**The task:** Extract each line of the records below that contains the string "dark" and reproduce those lines in full. Matching is case-sensitive.

▬▬▬

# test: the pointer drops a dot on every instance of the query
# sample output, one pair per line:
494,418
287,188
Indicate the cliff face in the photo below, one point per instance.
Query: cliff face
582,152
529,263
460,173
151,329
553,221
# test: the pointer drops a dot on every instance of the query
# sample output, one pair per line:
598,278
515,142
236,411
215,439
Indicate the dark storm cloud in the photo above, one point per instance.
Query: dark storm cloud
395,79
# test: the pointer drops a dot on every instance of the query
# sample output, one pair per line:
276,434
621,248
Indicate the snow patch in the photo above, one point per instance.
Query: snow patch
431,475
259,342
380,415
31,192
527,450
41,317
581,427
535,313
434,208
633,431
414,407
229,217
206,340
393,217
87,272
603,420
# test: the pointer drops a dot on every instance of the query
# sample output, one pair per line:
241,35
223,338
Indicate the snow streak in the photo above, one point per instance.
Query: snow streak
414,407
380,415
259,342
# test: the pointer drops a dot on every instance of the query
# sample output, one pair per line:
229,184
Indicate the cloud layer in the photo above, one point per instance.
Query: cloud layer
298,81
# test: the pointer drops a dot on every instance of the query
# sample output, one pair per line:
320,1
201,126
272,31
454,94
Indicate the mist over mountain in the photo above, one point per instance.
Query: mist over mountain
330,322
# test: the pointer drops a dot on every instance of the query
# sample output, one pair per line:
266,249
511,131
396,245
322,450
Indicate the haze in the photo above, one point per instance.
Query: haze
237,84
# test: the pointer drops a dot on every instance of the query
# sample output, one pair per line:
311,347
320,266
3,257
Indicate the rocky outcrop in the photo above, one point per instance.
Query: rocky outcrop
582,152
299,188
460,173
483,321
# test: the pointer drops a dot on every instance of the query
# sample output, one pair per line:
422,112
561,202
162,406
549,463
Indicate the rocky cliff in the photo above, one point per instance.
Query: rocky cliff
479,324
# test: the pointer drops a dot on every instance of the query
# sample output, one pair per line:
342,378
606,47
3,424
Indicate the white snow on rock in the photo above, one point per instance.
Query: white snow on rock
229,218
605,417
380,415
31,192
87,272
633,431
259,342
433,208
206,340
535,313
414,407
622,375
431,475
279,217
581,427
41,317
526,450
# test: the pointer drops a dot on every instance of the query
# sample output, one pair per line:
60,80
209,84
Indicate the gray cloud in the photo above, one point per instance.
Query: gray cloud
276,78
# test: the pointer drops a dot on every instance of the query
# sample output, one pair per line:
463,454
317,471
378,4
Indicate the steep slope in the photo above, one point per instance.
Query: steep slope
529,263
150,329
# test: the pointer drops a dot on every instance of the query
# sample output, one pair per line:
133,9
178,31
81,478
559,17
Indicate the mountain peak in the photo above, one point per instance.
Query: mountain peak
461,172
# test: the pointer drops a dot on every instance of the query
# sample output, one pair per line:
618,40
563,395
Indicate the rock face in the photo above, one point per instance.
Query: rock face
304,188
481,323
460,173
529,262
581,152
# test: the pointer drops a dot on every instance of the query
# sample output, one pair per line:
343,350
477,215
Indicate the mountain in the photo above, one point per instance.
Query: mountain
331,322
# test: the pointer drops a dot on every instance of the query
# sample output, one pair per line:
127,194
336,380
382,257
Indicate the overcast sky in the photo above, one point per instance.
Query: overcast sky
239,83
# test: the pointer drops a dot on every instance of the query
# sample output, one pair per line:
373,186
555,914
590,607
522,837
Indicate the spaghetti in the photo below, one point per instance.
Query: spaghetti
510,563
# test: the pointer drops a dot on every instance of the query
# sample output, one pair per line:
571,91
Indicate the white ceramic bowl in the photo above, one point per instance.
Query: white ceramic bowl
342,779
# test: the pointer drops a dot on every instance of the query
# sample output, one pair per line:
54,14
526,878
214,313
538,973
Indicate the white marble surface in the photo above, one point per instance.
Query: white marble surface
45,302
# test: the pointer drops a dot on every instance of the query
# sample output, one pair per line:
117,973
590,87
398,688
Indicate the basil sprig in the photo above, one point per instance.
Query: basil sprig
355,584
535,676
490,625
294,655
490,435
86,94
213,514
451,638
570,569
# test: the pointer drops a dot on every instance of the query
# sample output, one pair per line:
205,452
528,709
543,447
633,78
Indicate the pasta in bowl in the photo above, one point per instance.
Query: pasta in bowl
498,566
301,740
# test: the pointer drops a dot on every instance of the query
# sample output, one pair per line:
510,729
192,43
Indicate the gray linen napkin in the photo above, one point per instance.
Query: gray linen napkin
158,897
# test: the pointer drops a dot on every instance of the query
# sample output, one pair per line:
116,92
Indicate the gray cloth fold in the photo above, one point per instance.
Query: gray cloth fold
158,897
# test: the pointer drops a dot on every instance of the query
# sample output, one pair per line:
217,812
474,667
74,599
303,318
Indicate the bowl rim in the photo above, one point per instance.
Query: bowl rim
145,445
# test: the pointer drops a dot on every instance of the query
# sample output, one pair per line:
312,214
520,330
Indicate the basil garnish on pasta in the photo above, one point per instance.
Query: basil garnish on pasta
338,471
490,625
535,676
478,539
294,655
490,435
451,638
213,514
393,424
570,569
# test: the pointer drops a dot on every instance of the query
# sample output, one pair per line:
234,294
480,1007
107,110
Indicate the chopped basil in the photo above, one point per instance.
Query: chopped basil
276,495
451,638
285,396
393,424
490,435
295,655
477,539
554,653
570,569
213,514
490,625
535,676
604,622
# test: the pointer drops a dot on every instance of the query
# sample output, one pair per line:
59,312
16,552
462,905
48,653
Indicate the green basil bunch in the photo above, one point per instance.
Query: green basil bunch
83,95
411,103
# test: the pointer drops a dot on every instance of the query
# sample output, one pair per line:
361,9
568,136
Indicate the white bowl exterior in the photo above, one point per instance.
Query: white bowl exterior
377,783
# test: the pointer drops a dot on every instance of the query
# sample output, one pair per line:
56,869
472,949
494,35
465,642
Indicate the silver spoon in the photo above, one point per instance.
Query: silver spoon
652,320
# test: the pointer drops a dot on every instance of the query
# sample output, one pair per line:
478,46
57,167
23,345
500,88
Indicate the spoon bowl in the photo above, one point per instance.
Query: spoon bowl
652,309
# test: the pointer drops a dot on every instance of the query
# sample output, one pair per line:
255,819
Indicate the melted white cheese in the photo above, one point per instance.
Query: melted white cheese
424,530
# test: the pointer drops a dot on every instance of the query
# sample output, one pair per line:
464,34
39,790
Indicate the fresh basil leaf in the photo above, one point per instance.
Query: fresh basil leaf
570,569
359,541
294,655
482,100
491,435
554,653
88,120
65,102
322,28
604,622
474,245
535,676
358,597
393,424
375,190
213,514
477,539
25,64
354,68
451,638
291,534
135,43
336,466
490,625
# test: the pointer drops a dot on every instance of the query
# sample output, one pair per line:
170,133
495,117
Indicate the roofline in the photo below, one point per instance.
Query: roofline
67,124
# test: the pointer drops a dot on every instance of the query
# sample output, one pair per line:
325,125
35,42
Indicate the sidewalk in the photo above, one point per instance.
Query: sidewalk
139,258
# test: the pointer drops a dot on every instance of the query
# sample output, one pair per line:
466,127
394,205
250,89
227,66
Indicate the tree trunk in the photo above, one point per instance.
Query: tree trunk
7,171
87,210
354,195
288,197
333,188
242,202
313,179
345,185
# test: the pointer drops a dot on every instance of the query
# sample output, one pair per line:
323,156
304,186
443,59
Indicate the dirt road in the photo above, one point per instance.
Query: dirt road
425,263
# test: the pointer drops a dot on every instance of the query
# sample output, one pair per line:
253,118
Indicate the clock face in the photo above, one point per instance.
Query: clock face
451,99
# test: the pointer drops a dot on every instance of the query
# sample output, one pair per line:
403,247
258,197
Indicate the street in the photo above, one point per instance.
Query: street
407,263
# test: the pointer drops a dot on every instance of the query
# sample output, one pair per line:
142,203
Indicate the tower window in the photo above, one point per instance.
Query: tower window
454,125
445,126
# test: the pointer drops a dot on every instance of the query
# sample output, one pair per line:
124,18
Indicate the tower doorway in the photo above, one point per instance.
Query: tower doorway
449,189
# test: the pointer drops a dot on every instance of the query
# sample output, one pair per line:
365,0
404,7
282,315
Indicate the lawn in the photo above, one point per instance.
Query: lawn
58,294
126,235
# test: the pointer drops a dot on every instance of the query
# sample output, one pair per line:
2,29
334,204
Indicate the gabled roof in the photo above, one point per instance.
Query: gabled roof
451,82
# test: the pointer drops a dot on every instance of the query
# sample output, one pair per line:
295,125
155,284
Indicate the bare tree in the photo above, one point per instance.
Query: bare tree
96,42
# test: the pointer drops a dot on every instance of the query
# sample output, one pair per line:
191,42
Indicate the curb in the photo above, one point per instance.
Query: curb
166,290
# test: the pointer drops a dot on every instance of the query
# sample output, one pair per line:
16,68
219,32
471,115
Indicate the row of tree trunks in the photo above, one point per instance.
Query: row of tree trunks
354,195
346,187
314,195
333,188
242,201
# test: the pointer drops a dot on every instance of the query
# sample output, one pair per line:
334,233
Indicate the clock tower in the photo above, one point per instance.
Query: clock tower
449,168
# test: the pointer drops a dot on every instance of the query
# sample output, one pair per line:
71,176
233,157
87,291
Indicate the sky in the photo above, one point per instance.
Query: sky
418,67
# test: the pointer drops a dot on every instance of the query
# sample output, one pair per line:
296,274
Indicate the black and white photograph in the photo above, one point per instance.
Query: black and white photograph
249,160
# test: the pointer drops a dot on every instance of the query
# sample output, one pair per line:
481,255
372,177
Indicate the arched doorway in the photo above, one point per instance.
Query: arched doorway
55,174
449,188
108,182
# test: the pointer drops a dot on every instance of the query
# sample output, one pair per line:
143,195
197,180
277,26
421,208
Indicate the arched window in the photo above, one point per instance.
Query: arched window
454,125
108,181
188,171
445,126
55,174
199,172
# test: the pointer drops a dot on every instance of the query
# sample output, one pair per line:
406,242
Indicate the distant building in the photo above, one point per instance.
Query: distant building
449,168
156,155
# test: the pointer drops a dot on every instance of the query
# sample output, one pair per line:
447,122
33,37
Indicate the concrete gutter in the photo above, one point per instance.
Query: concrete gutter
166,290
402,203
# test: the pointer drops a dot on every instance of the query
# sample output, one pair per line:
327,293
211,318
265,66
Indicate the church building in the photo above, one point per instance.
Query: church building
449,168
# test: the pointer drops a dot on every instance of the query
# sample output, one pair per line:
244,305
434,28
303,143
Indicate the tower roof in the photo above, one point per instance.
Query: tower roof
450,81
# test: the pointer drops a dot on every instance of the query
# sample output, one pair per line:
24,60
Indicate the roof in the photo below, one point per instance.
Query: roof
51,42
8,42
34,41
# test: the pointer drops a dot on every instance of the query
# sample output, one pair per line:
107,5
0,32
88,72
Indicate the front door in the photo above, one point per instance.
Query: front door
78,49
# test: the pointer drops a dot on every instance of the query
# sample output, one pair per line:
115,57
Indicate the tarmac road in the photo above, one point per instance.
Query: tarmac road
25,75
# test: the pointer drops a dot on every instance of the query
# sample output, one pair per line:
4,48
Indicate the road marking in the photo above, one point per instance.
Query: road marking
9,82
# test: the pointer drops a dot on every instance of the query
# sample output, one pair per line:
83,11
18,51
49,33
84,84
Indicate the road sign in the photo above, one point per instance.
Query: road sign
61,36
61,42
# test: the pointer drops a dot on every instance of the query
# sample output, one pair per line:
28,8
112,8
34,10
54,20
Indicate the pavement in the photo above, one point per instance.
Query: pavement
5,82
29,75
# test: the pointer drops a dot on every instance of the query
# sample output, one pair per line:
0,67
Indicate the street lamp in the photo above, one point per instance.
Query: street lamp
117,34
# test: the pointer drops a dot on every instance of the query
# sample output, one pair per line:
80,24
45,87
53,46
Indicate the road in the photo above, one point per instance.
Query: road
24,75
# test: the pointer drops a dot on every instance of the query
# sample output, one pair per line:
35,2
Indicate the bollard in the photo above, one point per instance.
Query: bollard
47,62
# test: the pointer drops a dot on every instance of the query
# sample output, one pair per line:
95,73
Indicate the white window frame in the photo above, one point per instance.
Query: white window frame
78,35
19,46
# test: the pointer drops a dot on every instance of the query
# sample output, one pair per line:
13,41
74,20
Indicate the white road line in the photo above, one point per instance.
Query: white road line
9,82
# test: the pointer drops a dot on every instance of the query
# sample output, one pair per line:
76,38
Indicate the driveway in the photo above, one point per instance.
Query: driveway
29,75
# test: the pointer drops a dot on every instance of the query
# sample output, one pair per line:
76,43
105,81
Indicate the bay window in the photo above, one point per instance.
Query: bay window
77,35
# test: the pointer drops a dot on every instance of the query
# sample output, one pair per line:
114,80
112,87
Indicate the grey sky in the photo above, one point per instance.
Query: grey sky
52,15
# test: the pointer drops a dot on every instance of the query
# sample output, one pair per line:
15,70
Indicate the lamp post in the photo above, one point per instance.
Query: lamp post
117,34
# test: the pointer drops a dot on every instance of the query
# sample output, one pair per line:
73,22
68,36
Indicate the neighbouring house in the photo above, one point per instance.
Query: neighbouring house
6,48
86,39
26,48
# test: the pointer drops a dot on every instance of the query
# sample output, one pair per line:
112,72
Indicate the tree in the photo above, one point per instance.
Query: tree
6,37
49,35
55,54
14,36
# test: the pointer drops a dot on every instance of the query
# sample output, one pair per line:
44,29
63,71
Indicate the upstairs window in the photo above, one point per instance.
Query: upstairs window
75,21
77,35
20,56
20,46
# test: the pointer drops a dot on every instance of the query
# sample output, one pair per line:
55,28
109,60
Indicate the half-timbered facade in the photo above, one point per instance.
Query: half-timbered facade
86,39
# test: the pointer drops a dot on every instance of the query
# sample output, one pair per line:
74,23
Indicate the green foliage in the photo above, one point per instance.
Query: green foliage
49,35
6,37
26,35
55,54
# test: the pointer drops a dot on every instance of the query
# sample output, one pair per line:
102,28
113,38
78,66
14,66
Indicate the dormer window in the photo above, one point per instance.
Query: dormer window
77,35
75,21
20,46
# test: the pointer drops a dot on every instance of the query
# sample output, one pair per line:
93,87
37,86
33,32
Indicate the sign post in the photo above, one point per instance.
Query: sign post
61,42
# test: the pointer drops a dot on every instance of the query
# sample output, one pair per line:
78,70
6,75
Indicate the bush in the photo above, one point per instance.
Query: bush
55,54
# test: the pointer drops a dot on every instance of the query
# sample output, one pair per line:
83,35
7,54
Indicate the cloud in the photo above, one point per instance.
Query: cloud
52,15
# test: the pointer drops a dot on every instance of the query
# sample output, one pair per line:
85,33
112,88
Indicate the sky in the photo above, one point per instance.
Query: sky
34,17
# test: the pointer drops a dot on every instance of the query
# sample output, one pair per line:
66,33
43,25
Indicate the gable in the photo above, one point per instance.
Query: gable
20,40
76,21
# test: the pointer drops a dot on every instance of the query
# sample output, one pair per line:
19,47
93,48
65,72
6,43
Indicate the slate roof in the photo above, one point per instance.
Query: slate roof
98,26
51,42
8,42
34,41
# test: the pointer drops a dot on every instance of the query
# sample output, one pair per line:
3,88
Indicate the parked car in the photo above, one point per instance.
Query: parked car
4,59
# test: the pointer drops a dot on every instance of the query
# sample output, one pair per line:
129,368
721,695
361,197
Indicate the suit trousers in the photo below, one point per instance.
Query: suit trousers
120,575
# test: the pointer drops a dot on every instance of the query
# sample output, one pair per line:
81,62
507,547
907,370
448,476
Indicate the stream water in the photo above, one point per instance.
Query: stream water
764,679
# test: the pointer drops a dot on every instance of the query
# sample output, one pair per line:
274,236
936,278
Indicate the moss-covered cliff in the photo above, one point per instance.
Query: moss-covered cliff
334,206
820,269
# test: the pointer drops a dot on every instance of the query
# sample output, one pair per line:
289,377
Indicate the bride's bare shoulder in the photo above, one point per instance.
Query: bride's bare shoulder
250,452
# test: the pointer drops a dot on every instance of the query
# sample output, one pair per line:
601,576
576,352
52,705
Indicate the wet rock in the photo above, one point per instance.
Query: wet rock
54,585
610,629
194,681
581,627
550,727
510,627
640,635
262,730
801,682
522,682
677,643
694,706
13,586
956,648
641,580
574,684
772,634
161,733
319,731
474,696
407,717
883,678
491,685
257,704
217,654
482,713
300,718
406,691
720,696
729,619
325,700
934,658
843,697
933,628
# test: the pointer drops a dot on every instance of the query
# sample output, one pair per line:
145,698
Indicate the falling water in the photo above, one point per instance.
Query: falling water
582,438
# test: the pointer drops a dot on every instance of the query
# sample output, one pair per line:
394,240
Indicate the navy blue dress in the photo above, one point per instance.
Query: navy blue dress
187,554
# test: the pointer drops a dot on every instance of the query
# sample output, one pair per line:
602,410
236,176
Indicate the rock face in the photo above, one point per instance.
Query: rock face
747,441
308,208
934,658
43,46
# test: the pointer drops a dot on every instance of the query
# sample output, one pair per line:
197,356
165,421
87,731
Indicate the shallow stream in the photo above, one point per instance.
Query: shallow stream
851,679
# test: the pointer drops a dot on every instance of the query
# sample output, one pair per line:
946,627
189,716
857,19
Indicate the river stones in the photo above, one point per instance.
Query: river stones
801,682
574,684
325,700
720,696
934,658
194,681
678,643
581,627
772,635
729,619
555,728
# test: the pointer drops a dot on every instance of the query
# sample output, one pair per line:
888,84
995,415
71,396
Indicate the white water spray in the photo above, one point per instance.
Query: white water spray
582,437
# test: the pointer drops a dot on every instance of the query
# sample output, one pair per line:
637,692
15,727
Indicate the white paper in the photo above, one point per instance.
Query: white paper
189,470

▬▬▬

**Answer to this problem:**
Indicate the dark storm cloud in the photo above, one point per instance.
Query: dark storm cloud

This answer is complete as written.